WHAT THE TASK ASKS:
Pick out each line in the listing below that contains the word "positive". Case counts.

INFORMATION PROVIDED:
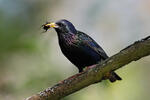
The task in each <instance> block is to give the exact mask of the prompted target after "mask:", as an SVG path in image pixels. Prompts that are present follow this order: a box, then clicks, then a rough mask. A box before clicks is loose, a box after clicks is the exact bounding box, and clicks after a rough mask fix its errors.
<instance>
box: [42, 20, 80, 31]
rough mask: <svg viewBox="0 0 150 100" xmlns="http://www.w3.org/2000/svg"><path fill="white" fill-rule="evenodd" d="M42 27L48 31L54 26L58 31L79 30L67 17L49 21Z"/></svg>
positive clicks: (44, 24)
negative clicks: (59, 19)
mask: <svg viewBox="0 0 150 100" xmlns="http://www.w3.org/2000/svg"><path fill="white" fill-rule="evenodd" d="M42 27H43V29H44V30H45V31H47V30H48V29H50V28H54V29H55V30H56V32H57V33H76V32H77V30H76V29H75V27H74V25H73V24H72V23H71V22H69V21H68V20H65V19H63V20H59V21H57V22H55V23H54V22H53V23H50V22H48V23H46V24H44V25H42Z"/></svg>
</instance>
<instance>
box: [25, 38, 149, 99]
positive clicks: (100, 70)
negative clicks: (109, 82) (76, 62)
mask: <svg viewBox="0 0 150 100" xmlns="http://www.w3.org/2000/svg"><path fill="white" fill-rule="evenodd" d="M148 55H150V36H148V37H146V38H144V39H142V40H140V41H137V42H135V43H134V44H132V45H130V46H128V47H127V48H125V49H123V50H121V51H120V52H119V53H117V54H116V55H114V56H112V57H110V58H108V59H106V60H105V61H104V62H102V63H99V64H97V65H95V67H93V68H91V69H88V70H85V71H84V72H82V73H78V74H76V75H74V76H72V77H70V78H67V79H65V80H63V81H61V82H59V83H57V84H56V85H54V86H52V87H49V88H47V89H45V90H44V91H42V92H40V93H38V94H35V95H33V96H31V97H29V98H27V99H26V100H60V99H61V98H63V97H65V96H67V95H69V94H72V93H74V92H76V91H79V90H80V89H82V88H85V87H87V86H89V85H91V84H94V83H97V82H100V81H102V79H103V77H104V75H105V73H107V72H110V71H114V70H116V69H119V68H121V67H123V66H125V65H126V64H129V63H130V62H132V61H136V60H139V59H140V58H142V57H145V56H148Z"/></svg>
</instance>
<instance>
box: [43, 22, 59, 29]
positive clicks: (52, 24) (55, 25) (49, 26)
mask: <svg viewBox="0 0 150 100" xmlns="http://www.w3.org/2000/svg"><path fill="white" fill-rule="evenodd" d="M45 26H49V27H51V28H57V27H58V25H57V24H55V23H48V24H46V25H45Z"/></svg>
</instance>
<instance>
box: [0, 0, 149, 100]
mask: <svg viewBox="0 0 150 100" xmlns="http://www.w3.org/2000/svg"><path fill="white" fill-rule="evenodd" d="M60 19H68V20H70V21H71V22H72V23H73V24H74V25H75V26H76V28H77V29H78V30H81V31H83V32H86V33H88V34H89V35H90V36H91V37H93V38H94V39H95V40H96V41H97V42H98V43H99V44H100V45H101V46H102V47H103V48H104V50H105V51H106V52H107V53H108V55H109V56H111V55H114V54H116V53H117V52H119V51H120V50H121V49H123V48H125V47H126V46H128V45H130V44H131V43H133V42H134V41H136V40H139V39H141V38H144V37H146V36H148V35H149V34H150V1H149V0H120V1H118V0H0V100H23V99H25V98H26V97H28V96H31V95H32V94H35V93H37V92H39V91H41V90H44V89H45V88H47V87H48V86H52V85H54V84H55V83H57V82H58V81H60V80H63V79H65V78H67V77H69V76H71V75H73V74H75V73H77V72H78V70H77V68H76V67H75V66H73V65H72V64H71V63H70V62H69V61H68V60H67V59H66V58H65V57H64V56H63V55H62V53H61V51H60V48H59V46H58V42H57V34H56V32H55V31H54V30H53V29H52V30H49V31H48V32H46V33H43V34H42V31H43V30H42V29H41V28H40V26H41V25H42V24H44V23H45V22H46V21H57V20H60ZM149 70H150V57H145V58H142V59H141V60H139V61H137V62H132V63H131V64H129V65H127V66H126V67H123V68H121V69H119V70H117V73H118V74H119V75H120V76H121V77H122V78H123V80H122V81H118V82H116V83H113V84H112V83H110V82H109V81H103V82H101V83H98V84H95V85H92V86H89V87H87V88H85V89H82V90H80V91H79V92H76V93H74V94H72V95H70V96H68V97H66V98H64V100H150V95H149V93H150V77H149V76H150V73H149Z"/></svg>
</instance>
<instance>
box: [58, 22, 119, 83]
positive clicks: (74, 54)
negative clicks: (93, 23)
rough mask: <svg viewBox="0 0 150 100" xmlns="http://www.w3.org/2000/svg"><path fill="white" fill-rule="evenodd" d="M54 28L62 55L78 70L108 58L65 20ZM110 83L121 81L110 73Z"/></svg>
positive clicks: (85, 37) (100, 50)
mask: <svg viewBox="0 0 150 100" xmlns="http://www.w3.org/2000/svg"><path fill="white" fill-rule="evenodd" d="M56 24H57V25H58V26H59V27H57V28H55V30H56V32H57V35H58V40H59V45H60V48H61V51H62V53H63V54H64V55H65V56H66V57H67V58H68V59H69V60H70V61H71V62H72V63H73V64H74V65H75V66H76V67H77V68H78V69H79V72H82V71H83V68H85V67H88V66H91V65H94V64H97V63H98V62H101V61H102V60H105V59H107V58H108V56H107V54H106V53H105V51H104V50H103V49H102V48H101V47H100V46H99V45H98V44H97V43H96V42H95V41H94V40H93V39H92V38H91V37H90V36H88V35H87V34H85V33H83V32H81V31H78V30H76V29H75V27H74V25H73V24H72V23H71V22H69V21H67V20H60V21H57V22H56ZM109 79H110V81H111V82H114V81H116V80H121V78H120V77H119V76H118V75H117V74H116V73H114V72H110V76H109Z"/></svg>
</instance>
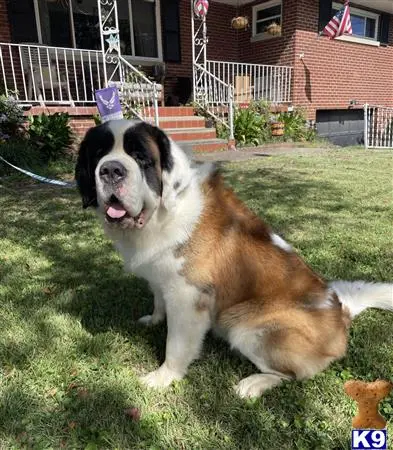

YOUR SOLUTION:
positive clicks: (44, 24)
positive clicks: (100, 70)
positive clicks: (52, 24) (55, 25) (49, 26)
positive clicks: (74, 54)
positive clicks: (85, 37) (100, 50)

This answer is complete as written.